Work item -> An exact retyping of all lines below is the answer; pictures do not belong in it.

Data for review ->

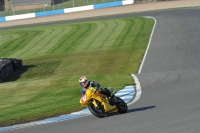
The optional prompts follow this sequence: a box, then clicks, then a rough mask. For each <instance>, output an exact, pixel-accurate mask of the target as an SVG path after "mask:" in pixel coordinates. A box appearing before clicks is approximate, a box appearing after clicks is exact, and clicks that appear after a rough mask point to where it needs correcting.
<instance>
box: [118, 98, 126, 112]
mask: <svg viewBox="0 0 200 133" xmlns="http://www.w3.org/2000/svg"><path fill="white" fill-rule="evenodd" d="M116 101H117V104H116V106H117V109H118V112H119V113H120V114H122V113H126V112H127V111H128V106H127V104H126V103H125V102H124V100H123V99H121V98H120V97H116Z"/></svg>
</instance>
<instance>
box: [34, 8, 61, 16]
mask: <svg viewBox="0 0 200 133" xmlns="http://www.w3.org/2000/svg"><path fill="white" fill-rule="evenodd" d="M56 14H64V9H60V10H53V11H45V12H36V13H35V17H43V16H50V15H56Z"/></svg>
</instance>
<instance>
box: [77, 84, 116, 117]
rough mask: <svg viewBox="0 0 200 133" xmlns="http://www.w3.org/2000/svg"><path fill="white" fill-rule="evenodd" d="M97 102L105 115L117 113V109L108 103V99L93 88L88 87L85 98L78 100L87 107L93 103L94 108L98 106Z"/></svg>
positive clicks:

Answer space ->
The optional prompts follow this sequence: a box, then clicks, then a rough mask. For each <instance>, output an exact, pixel-accurate mask of the target as an SVG path after "mask:" in pixel coordinates. A box appearing before clicks is approximate, a box appearing after clicks is exact, and clicks that appear after a rough mask point to where it needs correcting.
<instance>
box: [118, 98, 126, 112]
mask: <svg viewBox="0 0 200 133" xmlns="http://www.w3.org/2000/svg"><path fill="white" fill-rule="evenodd" d="M116 101H117V104H116V106H117V109H118V112H119V113H120V114H122V113H126V112H127V111H128V106H127V104H126V103H125V102H124V100H123V99H121V98H120V97H116Z"/></svg>
</instance>
<instance>
box: [34, 8, 61, 16]
mask: <svg viewBox="0 0 200 133" xmlns="http://www.w3.org/2000/svg"><path fill="white" fill-rule="evenodd" d="M56 14H64V9H60V10H53V11H45V12H36V13H35V17H43V16H50V15H56Z"/></svg>
</instance>
<instance>
box: [77, 84, 116, 117]
rough mask: <svg viewBox="0 0 200 133" xmlns="http://www.w3.org/2000/svg"><path fill="white" fill-rule="evenodd" d="M97 102L105 115L117 113V109L108 103V99L93 88L88 87L85 98L78 100L87 107L93 103L94 108L98 106Z"/></svg>
positive clicks:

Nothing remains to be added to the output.